In terms of the basics I've got the same gig as a motor shop technician but my biggest wrench is 2", the knockouts go to 6", the megger goes to 5000 V, i carry a bunch of the exotic testing tools (and rent a lot too...got $65k in relay testing in the truck right now), carry the high end vibration/alignment/balancing technician tools, IR camera and gun, ultrasonic meter,, all kinds of rigging equipment, wood work is a luxury I rarely see, voltages stop at 35,400 V so I carry a bunch of lineman crap, and since many customers are industrial and rules are all over the place, multiple colors of locks, multiple types of gloves, and every other stupid safety thing anybody has ever come up with. The uniform isn't really just advertising, it's FR for arc flash since I'm the guy that has to troubleshoot 4160 motors in shops where their electricians crap their pants at the thought.

The trouble with this job is there is no motor shop tech school. Usually if we hunt for an HVAC tech that wants to make a real pay check in a real job, or a motor shop mechanic that has reached the top of the food chain and doesn't want foreman or doesn't want to wait for a slot, or maybe an industrial vibration mechanic or a controls tech that doesn't mind hard work once in a while and lots of road time.

Sent from my SM-T350 using Tapatalk


----------



## Rora (Jan 31, 2017)

JRaef said:


> I think some of the negative perception stems from the definition of the term "controls". For people who have worked in industrial settings, "controls" can mean motor controls, drives, PLCs, HMIs, SCADA systems, Distributed Control Systems, instrumentation, sensors etc. etc. etc. and MAYBE some HVAC, BMS and Security systems. But for people who work primarily in commercial and residential fields, "controls" often means low voltage (as in 24V) HVAC controls and alarm / security systems, for which some states do not require the same type of training and licensing; i.e. "low voltage technician" certification. There is often a bias among licensed electricians against LV technicians because of the perception of there being lower standards of entry into the field.


Well said. That's interesting, though... to what extent are LV techs expected to adhere to code for things like security systems, not to mention, HVAC or fire alarm? Seems like something that ought to be regulated.


----------



## paulengr (Oct 8, 2017)

WHAT THE TASK ASKS: Write what comes next in the forum thread about motor shop and industrial controls work, starting right after its final line.

Region labeling records
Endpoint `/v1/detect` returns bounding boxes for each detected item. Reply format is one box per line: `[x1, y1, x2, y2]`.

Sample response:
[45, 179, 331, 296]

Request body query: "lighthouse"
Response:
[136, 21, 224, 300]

WRITTEN RESPONSE:
They are expected to follow the same Code BUT for instance in 70E you have chapters 1-3 which apply to “everything” then 4-6 are special rules modifying 1-3. Then we get to chapter 7...ignore everything in 1-6 unless it specifically includes something. This is where the low voltage controls stuff falls. Until recently it was acceptable to just throw cables on top of a drop ceiling Willy nilly but no more, but since most of them don’t have a license they don’t get CEUs and never got the message.

Plus most of the time the installs are way after rough in and often finish work or even done on remodels where permits aren’t usually pulled so inspection is hard or lacking altogether so there’s little to no enforcement so bad practices easily slip through the cracks. The physical installs also must comply with IBC or CABO 1&2 or whatever the local code is. A typical CATV install involves sticking RG-95 (not for outdoor use, limited bandwidth and service life...should be RG-6U) strapped directly to the siding with a bunch of white or clear plastic one holes then routed through holes drilled directly through the siding, etc. and mounted with a shallow mount old work box if you’re lucky but usually just sort of jammed in the back of a face plate and pulled tight with the screws into the drywall. Not even caulked of course because they pay by the install not the hour. It’s illegal as hell and causes all kinds of siding damage and leaks not found until years later.

Not that most homeowners know this, and good luck gong after the cable operator. Most of the time they contract out installs and with the low rates, the culprit is gone long before the complaints come in. Then the cable operator pretends the installation is not their fault even though they acted as GC...same trick scummy GCs do.

Needless to say LV technicians don’t like me because they usually get thrown off the job, not paid, and the “GC” (cable/phone company) is facing a very nasty legal battle if they don’t repair all the damage and do a Code install. They can and have done it right, for $99, but they lose their rear ends on it every time. At least I tell them up front my expectation is a Code compliant job. About half the time that gets you the senior tech, not the installer that’s paid $50/install and tries to do it in under an hour with $10 in parts.


Sent from my iPhone using Tapatalk


----------



## ElectroBuff (Apr 8, 2018)

There are so many controls jobs it's not even funny. My previous workplace struggled to find someone for over 2 years who could demonstrate even the basic controls skills during an interview.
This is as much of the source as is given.